= Directive A =
In the Kings of the Wild Frontier text, what award did the album win at the 1982 Brit Awards?
= Directive B =
Put this sentence from the Kings of the Wild Frontier text into Spanish: "This album introduced the Burundi beat sound to popular music."
= Directive C =
Repeat the part of the Kings of the Wild Frontier text that starts at the words "Kings of the Wild Frontier is" and ends after "new writing partner.", keeping every word unchanged.

= Extract =

★ ★ ★ ★

Kings of the Wild Frontier is the second album by English new wave band Adam and the Ants. It  was released on 7 November 1980 by CBS Records in the UK and Epic records internationally. The album was the UK number 1 selling album in 1981 (and the 48th best seller in 1980) and won Best British Album at the 1982 Brit Awards. This album introduced the Burundi beat sound to popular music.

Background and recording
After having his previous backing band wooed away by producer Malcolm McLaren to form Bow Wow Wow, Adam Ant recorded Kings of the Wild Frontier with guitarist Marco Pirroni as his new writing partner.

Release and commercial performance
Kings of the Wild Frontier reached No. 1 in the UK Album Chart and spawned three hit singles: "Kings of the Wild Frontier", which was released in July and reached No. 2 in the UK Singles Chart; "Dog Eat Dog", which reached No. 4; and "Antmusic", released in December and reaching No. 2, as well as No. 1 in Australia for five weeks.

★ ★ ★ ★

= Stored items =

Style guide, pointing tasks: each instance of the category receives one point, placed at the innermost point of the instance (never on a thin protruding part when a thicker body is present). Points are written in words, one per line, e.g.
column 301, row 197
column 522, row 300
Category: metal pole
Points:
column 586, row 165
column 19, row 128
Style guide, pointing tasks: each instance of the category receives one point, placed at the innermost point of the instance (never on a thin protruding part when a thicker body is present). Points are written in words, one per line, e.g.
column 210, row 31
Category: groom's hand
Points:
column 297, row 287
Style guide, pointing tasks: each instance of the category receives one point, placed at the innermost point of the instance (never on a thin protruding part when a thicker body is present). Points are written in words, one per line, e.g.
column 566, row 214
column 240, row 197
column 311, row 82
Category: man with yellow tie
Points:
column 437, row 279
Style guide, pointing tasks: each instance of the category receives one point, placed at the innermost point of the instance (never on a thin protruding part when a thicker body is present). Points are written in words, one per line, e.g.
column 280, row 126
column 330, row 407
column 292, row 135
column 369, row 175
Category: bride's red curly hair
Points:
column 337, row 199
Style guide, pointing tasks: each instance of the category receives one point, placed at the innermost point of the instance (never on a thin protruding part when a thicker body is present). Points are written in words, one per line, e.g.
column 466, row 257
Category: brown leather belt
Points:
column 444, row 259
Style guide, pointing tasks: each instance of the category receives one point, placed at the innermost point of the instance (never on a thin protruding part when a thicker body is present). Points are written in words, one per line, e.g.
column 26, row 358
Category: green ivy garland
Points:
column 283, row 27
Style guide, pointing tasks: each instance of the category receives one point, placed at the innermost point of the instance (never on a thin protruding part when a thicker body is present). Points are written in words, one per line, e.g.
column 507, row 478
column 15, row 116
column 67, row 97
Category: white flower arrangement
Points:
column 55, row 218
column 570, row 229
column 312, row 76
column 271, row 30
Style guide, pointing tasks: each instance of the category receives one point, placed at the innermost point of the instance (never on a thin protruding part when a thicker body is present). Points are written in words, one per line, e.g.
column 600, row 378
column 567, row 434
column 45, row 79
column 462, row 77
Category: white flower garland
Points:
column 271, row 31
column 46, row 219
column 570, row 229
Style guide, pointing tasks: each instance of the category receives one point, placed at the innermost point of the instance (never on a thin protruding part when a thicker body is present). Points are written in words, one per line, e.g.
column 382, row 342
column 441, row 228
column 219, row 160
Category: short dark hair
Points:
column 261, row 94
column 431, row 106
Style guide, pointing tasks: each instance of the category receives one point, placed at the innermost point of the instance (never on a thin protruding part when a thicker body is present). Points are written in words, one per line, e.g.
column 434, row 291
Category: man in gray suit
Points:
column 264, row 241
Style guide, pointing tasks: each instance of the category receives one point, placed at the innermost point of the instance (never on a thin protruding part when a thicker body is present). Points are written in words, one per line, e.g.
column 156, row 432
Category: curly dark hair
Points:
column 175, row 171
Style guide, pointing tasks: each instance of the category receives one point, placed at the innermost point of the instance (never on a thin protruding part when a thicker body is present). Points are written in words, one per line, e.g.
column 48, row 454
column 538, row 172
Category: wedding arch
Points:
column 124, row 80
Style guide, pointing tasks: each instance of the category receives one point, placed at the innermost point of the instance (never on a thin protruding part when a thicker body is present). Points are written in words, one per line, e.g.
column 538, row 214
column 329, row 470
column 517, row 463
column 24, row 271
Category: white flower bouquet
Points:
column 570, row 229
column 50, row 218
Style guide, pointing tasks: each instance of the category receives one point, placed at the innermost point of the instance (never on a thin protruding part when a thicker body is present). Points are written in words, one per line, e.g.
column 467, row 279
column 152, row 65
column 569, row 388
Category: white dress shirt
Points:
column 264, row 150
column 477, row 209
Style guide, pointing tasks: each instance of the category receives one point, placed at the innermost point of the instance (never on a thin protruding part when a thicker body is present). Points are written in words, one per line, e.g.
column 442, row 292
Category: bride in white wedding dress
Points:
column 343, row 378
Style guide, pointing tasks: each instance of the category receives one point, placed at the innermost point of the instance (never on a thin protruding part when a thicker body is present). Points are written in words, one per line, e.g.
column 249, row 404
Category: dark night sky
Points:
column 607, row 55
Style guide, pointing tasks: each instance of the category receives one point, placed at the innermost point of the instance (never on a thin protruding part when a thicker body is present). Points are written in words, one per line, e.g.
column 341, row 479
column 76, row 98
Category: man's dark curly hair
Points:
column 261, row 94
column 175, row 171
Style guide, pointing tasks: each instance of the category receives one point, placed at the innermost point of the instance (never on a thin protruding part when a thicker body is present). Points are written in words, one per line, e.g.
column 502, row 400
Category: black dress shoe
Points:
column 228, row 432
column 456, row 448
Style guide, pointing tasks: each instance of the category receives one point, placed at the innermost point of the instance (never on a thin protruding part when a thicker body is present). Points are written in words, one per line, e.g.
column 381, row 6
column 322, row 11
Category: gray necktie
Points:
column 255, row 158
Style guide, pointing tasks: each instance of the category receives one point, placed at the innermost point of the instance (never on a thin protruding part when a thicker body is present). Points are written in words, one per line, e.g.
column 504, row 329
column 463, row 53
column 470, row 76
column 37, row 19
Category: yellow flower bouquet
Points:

★ ★ ★ ★

= Written solution A =
Best British Album

= Written solution B =
Este álbum introdujo el sonido Burundi beat en la música popular.

= Written solution C =
Kings of the Wild Frontier is the second album by English new wave band Adam and the Ants. It  was released on 7 November 1980 by CBS Records in the UK and Epic records internationally. The album was the UK number 1 selling album in 1981 (and the 48th best seller in 1980) and won Best British Album at the 1982 Brit Awards. This album introduced the Burundi beat sound to popular music.

Background and recording
After having his previous backing band wooed away by producer Malcolm McLaren to form Bow Wow Wow, Adam Ant recorded Kings of the Wild Frontier with guitarist Marco Pirroni as his new writing partner.